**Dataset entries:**
Content starts
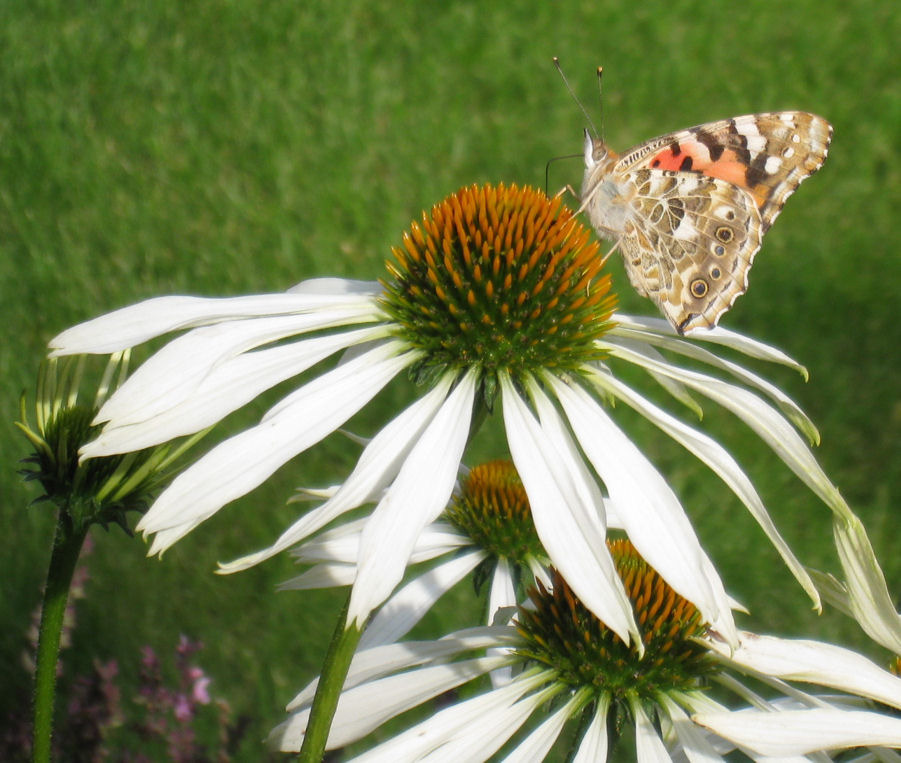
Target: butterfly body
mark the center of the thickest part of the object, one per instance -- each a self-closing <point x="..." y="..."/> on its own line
<point x="688" y="210"/>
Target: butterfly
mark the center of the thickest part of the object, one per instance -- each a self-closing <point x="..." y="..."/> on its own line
<point x="688" y="210"/>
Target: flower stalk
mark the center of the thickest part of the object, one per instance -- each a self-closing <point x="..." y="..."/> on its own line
<point x="67" y="545"/>
<point x="334" y="671"/>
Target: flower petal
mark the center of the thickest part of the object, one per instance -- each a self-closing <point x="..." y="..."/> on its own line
<point x="649" y="510"/>
<point x="565" y="519"/>
<point x="379" y="661"/>
<point x="417" y="496"/>
<point x="801" y="732"/>
<point x="239" y="464"/>
<point x="868" y="594"/>
<point x="224" y="388"/>
<point x="138" y="323"/>
<point x="719" y="335"/>
<point x="472" y="729"/>
<point x="814" y="662"/>
<point x="364" y="708"/>
<point x="720" y="461"/>
<point x="539" y="742"/>
<point x="769" y="425"/>
<point x="593" y="746"/>
<point x="649" y="746"/>
<point x="692" y="740"/>
<point x="405" y="608"/>
<point x="377" y="466"/>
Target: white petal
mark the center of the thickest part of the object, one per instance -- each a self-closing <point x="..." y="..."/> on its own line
<point x="868" y="594"/>
<point x="801" y="732"/>
<point x="769" y="425"/>
<point x="650" y="511"/>
<point x="418" y="495"/>
<point x="719" y="335"/>
<point x="407" y="607"/>
<point x="379" y="661"/>
<point x="569" y="529"/>
<point x="593" y="747"/>
<point x="692" y="739"/>
<point x="486" y="720"/>
<point x="326" y="575"/>
<point x="501" y="599"/>
<point x="377" y="466"/>
<point x="788" y="406"/>
<point x="502" y="594"/>
<point x="539" y="742"/>
<point x="135" y="324"/>
<point x="335" y="286"/>
<point x="224" y="388"/>
<point x="239" y="464"/>
<point x="365" y="707"/>
<point x="815" y="662"/>
<point x="720" y="461"/>
<point x="649" y="746"/>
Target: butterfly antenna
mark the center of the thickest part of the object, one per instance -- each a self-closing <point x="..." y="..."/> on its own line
<point x="601" y="102"/>
<point x="574" y="96"/>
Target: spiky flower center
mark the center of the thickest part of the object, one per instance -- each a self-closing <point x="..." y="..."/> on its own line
<point x="561" y="633"/>
<point x="492" y="509"/>
<point x="97" y="490"/>
<point x="501" y="278"/>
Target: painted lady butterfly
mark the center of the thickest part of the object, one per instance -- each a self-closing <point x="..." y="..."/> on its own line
<point x="688" y="210"/>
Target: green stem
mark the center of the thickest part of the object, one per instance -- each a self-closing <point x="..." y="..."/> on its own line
<point x="63" y="558"/>
<point x="331" y="681"/>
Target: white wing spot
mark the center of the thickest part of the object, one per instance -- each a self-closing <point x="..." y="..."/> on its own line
<point x="772" y="164"/>
<point x="756" y="143"/>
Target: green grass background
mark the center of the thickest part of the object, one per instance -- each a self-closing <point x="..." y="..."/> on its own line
<point x="230" y="147"/>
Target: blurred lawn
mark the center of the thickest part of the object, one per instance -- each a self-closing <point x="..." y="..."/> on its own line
<point x="215" y="148"/>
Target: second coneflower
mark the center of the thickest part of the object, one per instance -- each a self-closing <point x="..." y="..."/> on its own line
<point x="494" y="298"/>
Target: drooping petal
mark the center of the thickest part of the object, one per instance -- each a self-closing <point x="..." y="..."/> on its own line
<point x="377" y="466"/>
<point x="801" y="732"/>
<point x="814" y="662"/>
<point x="539" y="742"/>
<point x="868" y="595"/>
<point x="645" y="345"/>
<point x="719" y="335"/>
<point x="365" y="707"/>
<point x="132" y="325"/>
<point x="650" y="511"/>
<point x="692" y="739"/>
<point x="379" y="661"/>
<point x="649" y="747"/>
<point x="239" y="464"/>
<point x="416" y="497"/>
<point x="330" y="575"/>
<point x="224" y="388"/>
<point x="406" y="608"/>
<point x="558" y="503"/>
<point x="769" y="425"/>
<point x="593" y="747"/>
<point x="474" y="728"/>
<point x="720" y="461"/>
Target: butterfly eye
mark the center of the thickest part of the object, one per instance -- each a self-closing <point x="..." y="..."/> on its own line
<point x="699" y="287"/>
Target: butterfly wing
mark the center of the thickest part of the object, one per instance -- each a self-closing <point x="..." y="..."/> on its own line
<point x="768" y="155"/>
<point x="688" y="243"/>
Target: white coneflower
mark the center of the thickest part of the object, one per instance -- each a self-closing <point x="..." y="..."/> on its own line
<point x="496" y="296"/>
<point x="486" y="530"/>
<point x="578" y="685"/>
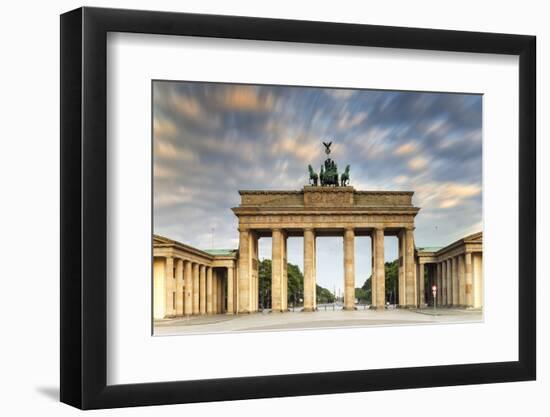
Content ends
**ACTION ITEM:**
Provide solely the number of lines in the data that include the word "butterfly".

**REPLY TO THE EXERCISE:**
6